» **O que fazer**
Copie sem alterações, do texto sobre o celibato apresentado abaixo, o trecho que vai de "João Paulo 2º" até "carta de 1979.".

» **Trecho do texto**

"""

João Paulo 2º (1920-2005) reiteradamente se manifestou em defesa do celibato.
"Fruto de equívoco - se não mesmo de má-fé - é a opinião (...) de que o
celibato sacerdotal na Igreja Católica é apenas uma instituição imposta por lei
àqueles que recebem o sacramento da Ordem", pontuou ele, em carta de 1979.
"Ora todos sabemos que não é assim."
"Os
sacerdotes, religiosos e religiosas, com o voto de castidade no celibato, não
se consagram ao individualismo ou a uma vida isolada, mas sim prometem
solenemente pôr totalmente e sem reservas ao serviço do Reino de Deus as
relações intensas das quais são capazes", afirmou, em uma missa, seu
sucessor Bento 16.
Papa
Francisco também se declarou recentemente a favor do celibato. Em coletiva de
imprensa realizada em janeiro, ele lembrou com respeito da possibilidade que
existe no catolicismo do rito oriental mas enfatizou a importância da norma da
Igreja Católica Apostólica Romana. "Quanto ao rito latino, lembro-me de
uma frase de São Paulo 6º (o papa Paulo 6º): 'prefiro dar a vida antes de mudar
a lei do celibato'. Isso me veio em mente e quero afirmá-lo porque é uma frase
corajosa", disse Francisco. "Pessoalmente, penso que o celibato seja
um dom para a Igreja e não concordo em permitir o celibato opcional. Não."

"""

» **Conteúdo dos dados**
"""

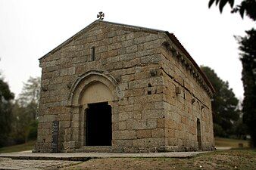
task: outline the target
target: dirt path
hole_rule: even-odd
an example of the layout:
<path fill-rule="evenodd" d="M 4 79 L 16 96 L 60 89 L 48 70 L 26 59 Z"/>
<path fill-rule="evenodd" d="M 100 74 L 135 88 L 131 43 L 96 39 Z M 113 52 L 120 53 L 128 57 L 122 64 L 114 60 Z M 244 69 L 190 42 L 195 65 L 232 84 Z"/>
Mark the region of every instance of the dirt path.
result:
<path fill-rule="evenodd" d="M 190 159 L 107 158 L 61 169 L 256 169 L 255 150 L 229 150 L 204 153 Z"/>

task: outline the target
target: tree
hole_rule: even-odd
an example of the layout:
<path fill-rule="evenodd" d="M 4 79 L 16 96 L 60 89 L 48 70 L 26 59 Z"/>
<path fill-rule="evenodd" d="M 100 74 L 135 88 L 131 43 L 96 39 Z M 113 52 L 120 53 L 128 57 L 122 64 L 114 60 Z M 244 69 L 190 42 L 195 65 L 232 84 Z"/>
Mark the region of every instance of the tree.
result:
<path fill-rule="evenodd" d="M 11 135 L 16 144 L 36 138 L 39 91 L 40 78 L 30 77 L 14 104 Z"/>
<path fill-rule="evenodd" d="M 20 105 L 27 107 L 27 111 L 32 114 L 34 120 L 38 113 L 40 84 L 40 77 L 30 77 L 27 82 L 24 83 L 23 90 L 18 97 Z"/>
<path fill-rule="evenodd" d="M 242 51 L 242 80 L 245 91 L 243 121 L 248 128 L 251 144 L 256 147 L 256 30 L 251 29 L 246 33 L 245 37 L 237 37 Z"/>
<path fill-rule="evenodd" d="M 204 66 L 201 69 L 216 91 L 211 102 L 214 135 L 228 137 L 233 132 L 233 122 L 239 117 L 239 100 L 229 88 L 229 83 L 220 79 L 214 70 Z"/>
<path fill-rule="evenodd" d="M 11 92 L 7 82 L 0 78 L 0 147 L 8 139 L 11 125 L 11 100 L 14 94 Z"/>
<path fill-rule="evenodd" d="M 210 0 L 209 8 L 215 2 L 216 5 L 219 5 L 220 11 L 222 12 L 223 7 L 229 3 L 233 8 L 232 12 L 239 12 L 243 17 L 245 12 L 247 17 L 252 20 L 256 20 L 256 1 L 243 0 L 239 5 L 233 8 L 234 0 Z M 236 37 L 240 45 L 239 49 L 242 51 L 241 61 L 242 64 L 242 80 L 244 85 L 244 100 L 242 104 L 243 122 L 247 125 L 247 129 L 251 138 L 251 145 L 256 147 L 256 126 L 254 125 L 256 120 L 256 85 L 255 85 L 255 51 L 256 51 L 256 30 L 251 29 L 245 32 L 245 37 Z"/>
<path fill-rule="evenodd" d="M 223 11 L 224 6 L 229 3 L 232 13 L 239 12 L 241 17 L 243 18 L 244 14 L 250 17 L 253 20 L 256 20 L 256 1 L 255 0 L 243 0 L 240 5 L 236 5 L 234 8 L 235 0 L 210 0 L 209 8 L 215 2 L 216 5 L 219 5 L 220 13 Z"/>

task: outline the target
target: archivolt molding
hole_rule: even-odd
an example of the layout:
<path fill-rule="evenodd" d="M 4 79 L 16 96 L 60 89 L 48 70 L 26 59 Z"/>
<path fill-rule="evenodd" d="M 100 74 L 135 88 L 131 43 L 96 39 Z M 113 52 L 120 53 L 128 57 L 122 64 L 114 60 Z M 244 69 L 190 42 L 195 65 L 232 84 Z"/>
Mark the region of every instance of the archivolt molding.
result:
<path fill-rule="evenodd" d="M 68 96 L 67 106 L 79 106 L 81 93 L 89 85 L 96 82 L 101 82 L 109 88 L 114 100 L 123 97 L 123 93 L 120 88 L 117 80 L 109 73 L 102 70 L 90 70 L 82 74 L 73 83 Z"/>

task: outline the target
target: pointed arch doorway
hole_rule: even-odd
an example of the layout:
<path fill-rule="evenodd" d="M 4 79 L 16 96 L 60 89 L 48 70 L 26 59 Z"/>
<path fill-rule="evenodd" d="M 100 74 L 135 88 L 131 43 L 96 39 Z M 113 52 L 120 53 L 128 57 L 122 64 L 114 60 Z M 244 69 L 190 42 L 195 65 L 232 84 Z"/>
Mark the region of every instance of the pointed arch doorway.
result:
<path fill-rule="evenodd" d="M 123 97 L 111 75 L 100 70 L 81 75 L 73 83 L 67 100 L 71 119 L 65 132 L 67 148 L 71 150 L 83 150 L 86 146 L 113 146 L 113 117 L 117 114 L 117 102 Z"/>
<path fill-rule="evenodd" d="M 108 102 L 89 104 L 86 110 L 86 145 L 111 146 L 111 106 Z"/>
<path fill-rule="evenodd" d="M 107 85 L 94 82 L 88 85 L 81 95 L 81 104 L 85 110 L 85 146 L 111 146 L 112 94 Z"/>

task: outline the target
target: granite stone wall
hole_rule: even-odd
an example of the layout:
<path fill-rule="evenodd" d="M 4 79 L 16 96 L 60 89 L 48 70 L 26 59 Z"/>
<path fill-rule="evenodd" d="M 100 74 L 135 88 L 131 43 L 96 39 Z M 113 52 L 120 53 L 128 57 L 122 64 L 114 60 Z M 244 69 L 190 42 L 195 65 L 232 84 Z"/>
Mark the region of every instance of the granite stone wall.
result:
<path fill-rule="evenodd" d="M 164 32 L 98 20 L 42 57 L 36 151 L 51 152 L 54 120 L 60 152 L 84 147 L 81 98 L 95 82 L 113 94 L 111 151 L 197 150 L 197 119 L 212 149 L 211 95 L 169 46 L 179 51 Z"/>

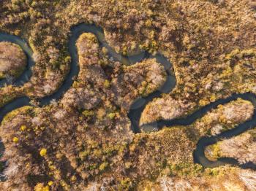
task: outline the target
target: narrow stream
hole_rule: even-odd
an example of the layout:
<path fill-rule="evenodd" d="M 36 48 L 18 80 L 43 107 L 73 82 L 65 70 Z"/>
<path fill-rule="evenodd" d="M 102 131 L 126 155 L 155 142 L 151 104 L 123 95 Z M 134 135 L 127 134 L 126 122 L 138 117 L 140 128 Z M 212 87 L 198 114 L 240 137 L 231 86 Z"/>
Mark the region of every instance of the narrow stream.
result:
<path fill-rule="evenodd" d="M 140 127 L 139 121 L 141 117 L 141 113 L 145 109 L 146 106 L 154 98 L 161 97 L 162 93 L 168 93 L 175 87 L 176 77 L 173 74 L 172 64 L 166 58 L 159 53 L 157 53 L 155 55 L 152 55 L 146 51 L 143 51 L 136 55 L 129 56 L 121 55 L 117 53 L 105 42 L 103 30 L 101 28 L 97 27 L 94 25 L 87 24 L 79 24 L 71 28 L 71 35 L 69 36 L 68 46 L 69 52 L 72 58 L 69 73 L 66 77 L 66 79 L 64 80 L 63 85 L 58 89 L 56 93 L 38 100 L 40 106 L 43 106 L 49 104 L 53 100 L 60 99 L 64 93 L 72 86 L 75 77 L 79 73 L 78 51 L 75 46 L 75 42 L 78 38 L 84 32 L 90 32 L 95 34 L 99 42 L 100 46 L 105 47 L 108 50 L 110 57 L 113 57 L 114 60 L 120 61 L 124 65 L 130 66 L 146 58 L 155 58 L 157 61 L 165 67 L 167 77 L 164 85 L 154 93 L 150 93 L 148 96 L 138 98 L 136 101 L 134 101 L 130 107 L 128 113 L 128 117 L 131 120 L 131 128 L 133 132 L 135 133 L 140 133 L 140 129 L 143 129 L 146 132 L 150 132 L 152 130 L 159 130 L 165 126 L 170 128 L 174 125 L 189 125 L 195 122 L 197 119 L 202 117 L 204 114 L 206 114 L 207 112 L 211 109 L 216 108 L 219 104 L 228 103 L 233 100 L 236 100 L 238 98 L 249 100 L 254 104 L 255 106 L 256 106 L 255 95 L 252 93 L 234 94 L 227 98 L 219 99 L 214 103 L 211 103 L 195 112 L 193 114 L 187 116 L 184 118 L 174 119 L 172 120 L 159 120 L 155 122 L 143 125 Z M 6 34 L 0 34 L 0 42 L 1 41 L 7 41 L 18 44 L 23 50 L 28 58 L 26 70 L 19 78 L 15 80 L 13 84 L 16 86 L 21 86 L 25 82 L 28 82 L 30 77 L 31 76 L 31 67 L 34 64 L 32 59 L 33 52 L 27 43 L 18 36 L 8 35 Z M 6 82 L 7 81 L 5 79 L 1 80 L 0 87 Z M 2 121 L 3 117 L 7 113 L 14 109 L 27 105 L 31 105 L 30 98 L 26 96 L 16 98 L 10 103 L 6 104 L 4 106 L 0 109 L 0 122 Z M 211 161 L 208 160 L 204 155 L 204 149 L 206 146 L 214 144 L 223 138 L 231 138 L 233 136 L 241 134 L 241 133 L 245 132 L 246 130 L 255 126 L 256 111 L 255 110 L 252 120 L 249 120 L 238 125 L 236 128 L 223 132 L 216 136 L 201 138 L 199 140 L 197 148 L 193 153 L 195 162 L 200 163 L 204 167 L 207 168 L 214 168 L 225 164 L 232 164 L 240 166 L 241 168 L 250 168 L 256 169 L 256 165 L 253 163 L 240 165 L 238 164 L 238 161 L 233 158 L 221 158 L 217 161 Z"/>

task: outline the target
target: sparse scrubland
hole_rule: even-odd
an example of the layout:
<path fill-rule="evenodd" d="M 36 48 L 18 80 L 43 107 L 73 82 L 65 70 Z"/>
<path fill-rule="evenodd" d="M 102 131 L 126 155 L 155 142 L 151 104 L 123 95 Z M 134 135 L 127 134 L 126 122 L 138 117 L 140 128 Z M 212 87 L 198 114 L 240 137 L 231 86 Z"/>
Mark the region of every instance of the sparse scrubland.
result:
<path fill-rule="evenodd" d="M 124 55 L 143 49 L 171 61 L 176 86 L 146 106 L 141 124 L 184 116 L 233 93 L 256 93 L 252 0 L 4 0 L 0 12 L 0 32 L 26 39 L 36 62 L 29 82 L 1 88 L 0 106 L 24 95 L 36 99 L 56 91 L 69 69 L 70 28 L 80 23 L 101 26 L 108 44 Z M 80 73 L 63 98 L 42 108 L 34 100 L 1 122 L 1 160 L 7 165 L 1 190 L 255 190 L 255 171 L 205 168 L 192 156 L 202 136 L 250 119 L 252 103 L 238 99 L 191 125 L 135 134 L 129 106 L 163 84 L 165 69 L 155 59 L 124 66 L 90 33 L 76 46 Z M 217 149 L 212 154 L 208 148 L 208 155 L 255 162 L 254 132 L 211 146 Z"/>
<path fill-rule="evenodd" d="M 20 47 L 10 42 L 0 42 L 0 78 L 18 77 L 26 65 L 26 58 Z"/>
<path fill-rule="evenodd" d="M 208 146 L 206 152 L 213 159 L 234 157 L 241 164 L 249 162 L 256 163 L 255 147 L 256 131 L 253 129 Z"/>

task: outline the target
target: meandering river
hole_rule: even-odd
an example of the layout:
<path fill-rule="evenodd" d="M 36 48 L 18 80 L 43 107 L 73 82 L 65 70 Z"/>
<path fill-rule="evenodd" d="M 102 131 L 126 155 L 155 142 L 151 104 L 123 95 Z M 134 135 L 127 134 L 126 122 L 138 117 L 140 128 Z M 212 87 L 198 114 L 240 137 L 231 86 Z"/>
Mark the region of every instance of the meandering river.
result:
<path fill-rule="evenodd" d="M 130 66 L 135 64 L 137 62 L 140 62 L 143 59 L 155 58 L 158 63 L 161 63 L 165 67 L 167 77 L 164 85 L 158 88 L 157 90 L 150 93 L 148 96 L 138 98 L 134 101 L 130 107 L 128 113 L 128 117 L 131 120 L 131 128 L 133 132 L 135 133 L 140 133 L 141 129 L 146 132 L 150 132 L 152 130 L 159 130 L 163 127 L 171 128 L 175 125 L 186 126 L 191 125 L 197 119 L 202 117 L 206 114 L 207 112 L 214 108 L 216 108 L 219 104 L 227 104 L 231 101 L 236 100 L 238 98 L 241 98 L 243 99 L 251 101 L 255 106 L 255 108 L 256 108 L 256 96 L 255 94 L 249 93 L 244 94 L 233 94 L 227 98 L 219 99 L 215 102 L 211 103 L 210 104 L 200 108 L 199 110 L 195 112 L 192 114 L 187 116 L 184 118 L 178 118 L 171 120 L 159 120 L 155 122 L 143 125 L 140 127 L 139 121 L 141 117 L 141 113 L 145 109 L 146 106 L 154 98 L 161 97 L 161 95 L 164 93 L 170 93 L 175 87 L 176 77 L 173 72 L 172 64 L 165 57 L 164 57 L 160 53 L 152 55 L 146 51 L 142 51 L 136 55 L 132 55 L 129 56 L 121 55 L 121 54 L 117 53 L 105 42 L 104 33 L 101 28 L 97 27 L 94 25 L 87 24 L 80 24 L 72 28 L 68 47 L 69 52 L 72 58 L 70 71 L 66 77 L 64 83 L 56 93 L 38 100 L 40 106 L 42 106 L 49 104 L 53 100 L 60 99 L 64 93 L 72 86 L 75 77 L 77 77 L 79 73 L 78 50 L 75 46 L 75 42 L 78 37 L 84 32 L 90 32 L 95 34 L 99 42 L 100 46 L 105 47 L 108 50 L 110 56 L 113 57 L 114 60 L 121 62 L 123 64 Z M 28 82 L 30 77 L 31 76 L 31 68 L 34 64 L 32 58 L 33 51 L 24 40 L 16 36 L 0 33 L 0 42 L 1 41 L 12 42 L 19 45 L 23 49 L 28 58 L 28 64 L 26 71 L 13 83 L 13 85 L 21 86 L 25 82 Z M 3 85 L 5 83 L 7 83 L 6 79 L 1 80 L 0 87 L 3 86 Z M 2 121 L 4 117 L 11 111 L 24 106 L 31 105 L 30 101 L 30 98 L 26 96 L 18 98 L 12 101 L 10 103 L 6 104 L 4 106 L 0 108 L 0 122 Z M 204 149 L 208 145 L 217 143 L 224 138 L 228 139 L 238 136 L 254 127 L 256 127 L 255 109 L 251 120 L 249 120 L 246 122 L 238 125 L 236 128 L 225 131 L 217 136 L 201 138 L 199 140 L 197 144 L 197 148 L 193 153 L 195 162 L 200 163 L 206 168 L 214 168 L 225 164 L 231 164 L 240 166 L 241 168 L 250 168 L 252 169 L 256 169 L 256 165 L 254 163 L 241 165 L 236 159 L 233 158 L 221 158 L 217 161 L 211 161 L 206 157 L 204 154 Z"/>

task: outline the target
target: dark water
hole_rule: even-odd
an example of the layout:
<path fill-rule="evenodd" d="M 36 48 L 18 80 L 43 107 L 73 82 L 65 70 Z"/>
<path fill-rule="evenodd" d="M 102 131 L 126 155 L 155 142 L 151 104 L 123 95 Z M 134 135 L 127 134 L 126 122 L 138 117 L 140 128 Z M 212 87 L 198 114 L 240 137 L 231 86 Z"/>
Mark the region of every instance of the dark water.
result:
<path fill-rule="evenodd" d="M 130 107 L 128 113 L 128 117 L 131 120 L 131 128 L 135 133 L 140 133 L 141 129 L 146 132 L 150 132 L 152 130 L 157 130 L 159 129 L 161 129 L 164 126 L 172 127 L 177 125 L 189 125 L 195 122 L 197 119 L 202 117 L 210 109 L 216 108 L 219 104 L 228 103 L 233 100 L 236 100 L 238 98 L 249 100 L 254 104 L 254 106 L 256 106 L 255 95 L 252 93 L 234 94 L 227 98 L 219 99 L 214 103 L 211 103 L 195 112 L 193 114 L 187 116 L 185 118 L 174 119 L 172 120 L 159 120 L 157 122 L 146 124 L 140 127 L 139 121 L 140 119 L 141 113 L 148 102 L 151 101 L 154 98 L 161 97 L 161 95 L 162 93 L 170 93 L 174 88 L 176 85 L 176 77 L 173 74 L 172 64 L 165 57 L 159 53 L 153 55 L 148 52 L 141 51 L 136 55 L 129 56 L 121 55 L 116 52 L 116 51 L 112 47 L 110 47 L 105 41 L 104 33 L 101 28 L 97 27 L 94 25 L 80 24 L 74 26 L 71 29 L 71 34 L 69 36 L 68 49 L 72 58 L 69 73 L 66 77 L 66 79 L 64 80 L 63 85 L 58 89 L 56 93 L 38 100 L 42 106 L 49 104 L 53 100 L 59 100 L 61 98 L 63 94 L 70 88 L 75 77 L 78 76 L 79 72 L 79 67 L 78 64 L 78 51 L 75 47 L 75 42 L 80 35 L 84 32 L 91 32 L 95 34 L 99 42 L 100 46 L 105 47 L 108 50 L 109 56 L 110 58 L 112 57 L 116 61 L 121 62 L 123 64 L 130 66 L 146 58 L 155 58 L 157 61 L 165 67 L 167 77 L 164 85 L 158 88 L 158 90 L 157 90 L 155 92 L 149 94 L 148 96 L 138 98 L 135 101 L 134 101 Z M 23 85 L 26 82 L 28 82 L 28 80 L 29 80 L 29 78 L 31 75 L 31 67 L 34 65 L 34 61 L 32 59 L 33 52 L 31 48 L 25 41 L 15 36 L 0 34 L 0 41 L 7 41 L 15 43 L 20 45 L 28 57 L 27 69 L 26 71 L 24 71 L 24 73 L 14 82 L 14 85 Z M 6 80 L 0 81 L 0 87 L 4 83 L 6 83 Z M 2 120 L 3 117 L 12 110 L 27 105 L 31 105 L 30 99 L 28 97 L 18 98 L 6 104 L 4 107 L 0 109 L 0 122 Z M 255 164 L 248 163 L 243 165 L 239 165 L 238 161 L 233 158 L 222 158 L 217 161 L 211 161 L 208 160 L 204 155 L 204 149 L 206 146 L 214 144 L 223 138 L 231 138 L 233 136 L 237 136 L 255 126 L 256 112 L 255 111 L 252 120 L 249 120 L 244 123 L 238 125 L 236 128 L 223 132 L 216 136 L 203 137 L 199 140 L 197 148 L 194 152 L 195 162 L 208 168 L 214 168 L 225 164 L 232 164 L 238 165 L 241 168 L 251 168 L 255 169 Z"/>

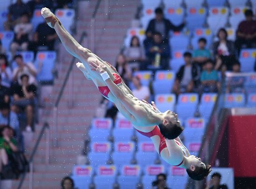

"""

» **Resposta**
João Paulo 2º (1920-2005) reiteradamente se manifestou em defesa do celibato.
"Fruto de equívoco - se não mesmo de má-fé - é a opinião (...) de que o
celibato sacerdotal na Igreja Católica é apenas uma instituição imposta por lei
àqueles que recebem o sacramento da Ordem", pontuou ele, em carta de 1979.